Throughout her career, Franklin did it all – she wrote music, sang, acted, and inspired countless singers that followed her. Let’s now take a look back at some of the most interesting facts from the late soul singer’s career.
1. She Was The First Woman To Be Inducted Into The Rock And Roll Hall Of Fame
Some may find it hard to believe, but Aretha Franklin became the first woman to be admitted into the Rock and Roll Hall of Fame upon her 1987 induction. The soul singer made history when she broke up the previously all-boys club. Franklin was not in attendance the night of the ceremony, but she provided a written statement, which was read aloud by producer Clive Davis (via Bustle):
“To be the first woman inductee into the Rock and Roll Hall of Fame is a historical moment and indeed a milestone in my career … It is with many thanks and appreciation that I proudly accept and take my place in the Rock and Roll Hall of Fame.”
2. She Taught Herself Piano Without Knowing How To Read Sheet Music
Aretha Franklin attended the Julliard School for classical training in piano, but not until 1998, decades after she taught herself how to play the piano by ear. Not yet able to read sheet music, a teenage Franklin taught herself how to play music by ear.
When asked by an interviewer how she learned to play, Franklin bluntly responded by saying, “I play by ear.”
3. She Performed At The Inaugurations Of Not One, Not Two, But Three Presidents
It is an honor for any musician to perform at the inauguration of one president, but you know you’re onto something when you’re asked to perform at three inaugurations throughout your career. Well, that exact honor goes to Franklin, who performed for three presidents over the course of four decades. Franklin first performed at the festivities on the eve of Jimmy Carter’s 1977 inauguration. She returned to Washington for a two-hour concert on the night of Bill Clinton’s first inauguration in 1993. Her most iconic performance, however, came at the 2009 inauguration of Barack Obama, where she performed a memorable “My Country, Tis Of Thee.”
4. She Only Had One Film Role Throughout Her Career
While she technically has two film credits to her name, Franklin technically only played one character throughout her career: Ms. Brown in “The Blues Brothers” and the film’s oft-forgotten sequel “Blues Brothers 2000.” Her scene from the first film, which involved her singing a new rendition of her 1968 hit “Think,” has gone down as one of the most iconic scenes in cinematic history. Here’s what the Queen herself had to say about it (via Biography.com):
“The Blues Brothers was something I enjoyed making tremendously,” Franklin wrote in her autobiography, Aretha Franklin: The Queen of Soul. “It was my debut in film. The only thing I really didn’t like about it was the hours. I had to get up at seven o’clock in the morning to get ready to be on the set. But once you got there, and once you started rolling, then everything fell into place. I had a lot of fun with Belushi, and Dan Aykroyd—great guys—big sense of humor, and very, very professional and astute. So I had a good time. It makes everything so much easier when you’re having fun and you’re enjoying what you’re doing.”
5. She Sold Upwards Of 75 Million Albums
With a career as long as Franklin’s, it’s not a stretch to say she sold many, many millions of records, but you might be amazed to learn that she sold upwards of 75 million albums from her first release until her death in August 2018. Though most of her hits were released in the 1960s and 1970s, Franklin would go on to release a steady flow of hit songs and albums in the 1980s and beyond.

________________

• [Exercise description]: In the piece on Aretha Franklin's career, who read her written statement aloud at her 1987 Rock and Roll Hall of Fame induction?

• [Dataset rows]:

________________

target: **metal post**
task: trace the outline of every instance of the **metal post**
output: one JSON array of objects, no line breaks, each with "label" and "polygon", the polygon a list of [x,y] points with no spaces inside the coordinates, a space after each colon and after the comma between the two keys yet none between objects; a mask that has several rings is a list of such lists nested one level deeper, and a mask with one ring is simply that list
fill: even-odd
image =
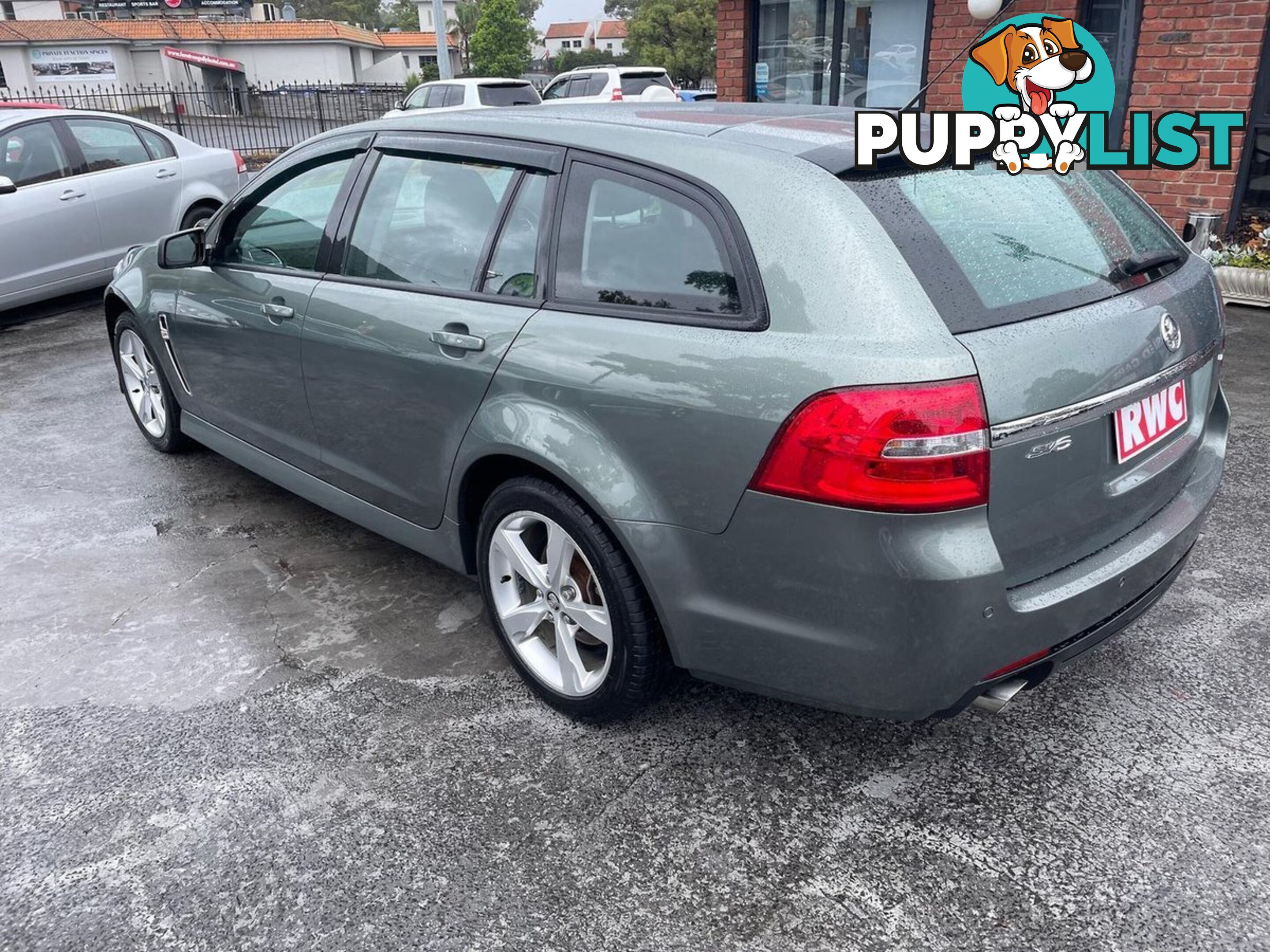
[{"label": "metal post", "polygon": [[453,79],[450,66],[450,41],[446,37],[446,5],[442,0],[432,0],[432,25],[437,30],[437,71],[441,79]]},{"label": "metal post", "polygon": [[1191,251],[1203,251],[1208,248],[1208,239],[1217,232],[1220,221],[1220,212],[1190,212],[1186,216],[1182,239],[1191,246]]}]

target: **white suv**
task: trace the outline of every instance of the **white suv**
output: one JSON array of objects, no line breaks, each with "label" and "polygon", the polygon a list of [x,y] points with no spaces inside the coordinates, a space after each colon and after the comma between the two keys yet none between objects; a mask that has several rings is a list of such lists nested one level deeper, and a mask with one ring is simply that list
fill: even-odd
[{"label": "white suv", "polygon": [[659,66],[579,66],[561,72],[542,90],[542,102],[673,103],[674,84]]},{"label": "white suv", "polygon": [[448,112],[502,105],[537,105],[541,102],[538,91],[525,80],[489,77],[434,80],[417,86],[405,102],[398,103],[396,109],[384,113],[384,118],[405,116],[415,109],[434,113],[438,109]]}]

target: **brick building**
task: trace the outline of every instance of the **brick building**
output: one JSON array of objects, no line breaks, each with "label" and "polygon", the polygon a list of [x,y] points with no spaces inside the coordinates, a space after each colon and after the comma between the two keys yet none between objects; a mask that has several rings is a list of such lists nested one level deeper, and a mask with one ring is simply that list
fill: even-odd
[{"label": "brick building", "polygon": [[[1071,17],[1099,39],[1116,79],[1113,128],[1130,110],[1248,112],[1256,147],[1237,133],[1228,171],[1121,173],[1170,225],[1191,209],[1227,222],[1270,209],[1270,0],[1015,0],[1002,19],[1025,13]],[[720,99],[881,108],[907,103],[988,29],[966,0],[719,0],[718,22]],[[923,109],[961,108],[961,62]]]}]

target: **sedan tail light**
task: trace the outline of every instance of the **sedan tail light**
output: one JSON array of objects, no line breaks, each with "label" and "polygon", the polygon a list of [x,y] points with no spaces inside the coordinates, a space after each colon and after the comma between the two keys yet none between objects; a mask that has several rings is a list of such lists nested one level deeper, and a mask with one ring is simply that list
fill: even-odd
[{"label": "sedan tail light", "polygon": [[829,390],[785,421],[751,489],[886,513],[983,505],[987,428],[975,377]]}]

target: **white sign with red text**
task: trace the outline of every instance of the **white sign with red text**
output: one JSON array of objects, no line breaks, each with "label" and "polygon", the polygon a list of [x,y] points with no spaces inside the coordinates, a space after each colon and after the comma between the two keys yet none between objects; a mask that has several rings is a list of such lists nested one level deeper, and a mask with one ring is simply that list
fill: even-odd
[{"label": "white sign with red text", "polygon": [[1123,463],[1186,423],[1186,381],[1115,411],[1115,451]]}]

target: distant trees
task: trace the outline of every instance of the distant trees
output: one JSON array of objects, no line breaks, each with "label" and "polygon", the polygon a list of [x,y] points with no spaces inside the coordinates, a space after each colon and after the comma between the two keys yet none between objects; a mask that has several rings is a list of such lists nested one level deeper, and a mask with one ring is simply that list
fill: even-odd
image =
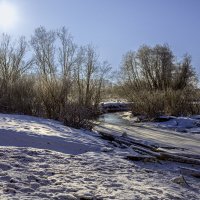
[{"label": "distant trees", "polygon": [[12,42],[10,36],[2,35],[0,110],[83,126],[82,121],[93,116],[101,100],[109,71],[107,62],[99,61],[91,45],[78,47],[64,27],[39,27],[30,42],[23,37]]},{"label": "distant trees", "polygon": [[190,56],[178,63],[167,45],[145,45],[124,55],[120,74],[122,92],[133,102],[134,113],[152,117],[195,112],[197,77]]}]

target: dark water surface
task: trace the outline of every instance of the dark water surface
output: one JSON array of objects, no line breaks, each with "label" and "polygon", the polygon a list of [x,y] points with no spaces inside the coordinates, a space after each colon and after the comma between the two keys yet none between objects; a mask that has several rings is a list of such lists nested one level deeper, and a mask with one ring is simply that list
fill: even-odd
[{"label": "dark water surface", "polygon": [[98,122],[108,123],[108,124],[115,124],[115,125],[130,125],[129,121],[123,119],[120,115],[122,113],[115,112],[115,113],[105,113],[99,116],[97,119]]}]

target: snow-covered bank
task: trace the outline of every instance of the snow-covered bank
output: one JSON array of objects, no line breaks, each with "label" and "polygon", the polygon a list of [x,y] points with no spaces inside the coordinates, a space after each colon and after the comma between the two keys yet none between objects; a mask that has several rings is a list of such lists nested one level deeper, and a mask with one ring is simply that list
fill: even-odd
[{"label": "snow-covered bank", "polygon": [[[0,199],[191,199],[200,197],[199,179],[172,162],[133,162],[137,152],[115,147],[95,133],[59,122],[0,115]],[[197,166],[193,166],[197,169]]]},{"label": "snow-covered bank", "polygon": [[69,154],[100,151],[104,143],[61,123],[31,116],[0,115],[0,145],[50,149]]}]

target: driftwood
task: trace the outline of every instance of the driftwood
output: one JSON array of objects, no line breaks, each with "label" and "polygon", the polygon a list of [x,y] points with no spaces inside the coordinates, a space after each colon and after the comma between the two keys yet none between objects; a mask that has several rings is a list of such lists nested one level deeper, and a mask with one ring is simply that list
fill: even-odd
[{"label": "driftwood", "polygon": [[200,171],[196,169],[180,167],[181,174],[194,176],[196,178],[200,178]]},{"label": "driftwood", "polygon": [[[106,130],[104,131],[99,130],[98,132],[104,139],[115,141],[119,143],[120,145],[125,144],[127,146],[130,146],[132,149],[139,151],[140,153],[153,156],[155,159],[158,159],[158,160],[170,160],[170,161],[175,161],[175,162],[180,162],[180,163],[200,165],[200,159],[192,158],[192,156],[189,157],[188,154],[186,154],[187,156],[184,156],[184,154],[169,153],[169,152],[164,151],[163,149],[159,149],[158,147],[144,144],[143,142],[134,140],[133,138],[130,138],[128,136],[123,137],[119,133],[115,134]],[[132,160],[143,159],[143,158],[140,158],[140,156],[138,156],[138,158],[136,158],[136,156],[128,156],[126,158],[131,159],[131,157],[132,157]]]},{"label": "driftwood", "polygon": [[128,160],[133,160],[133,161],[143,161],[143,162],[157,162],[157,158],[153,156],[126,156]]}]

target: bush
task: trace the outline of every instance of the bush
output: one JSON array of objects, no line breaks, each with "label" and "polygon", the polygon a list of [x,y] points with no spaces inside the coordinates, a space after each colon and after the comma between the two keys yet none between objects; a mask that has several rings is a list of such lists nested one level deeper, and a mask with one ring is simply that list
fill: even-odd
[{"label": "bush", "polygon": [[63,114],[63,121],[66,126],[74,128],[93,128],[92,119],[96,116],[93,108],[86,108],[78,103],[69,103]]}]

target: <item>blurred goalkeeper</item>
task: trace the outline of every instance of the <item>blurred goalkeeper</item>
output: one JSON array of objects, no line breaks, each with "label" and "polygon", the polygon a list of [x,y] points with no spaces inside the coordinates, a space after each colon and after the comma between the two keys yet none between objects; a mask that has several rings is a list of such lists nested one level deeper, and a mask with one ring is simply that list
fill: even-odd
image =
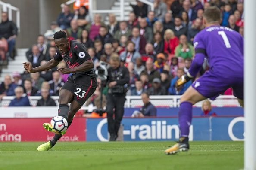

________________

• [The completed task]: Producer Clive Davis read it.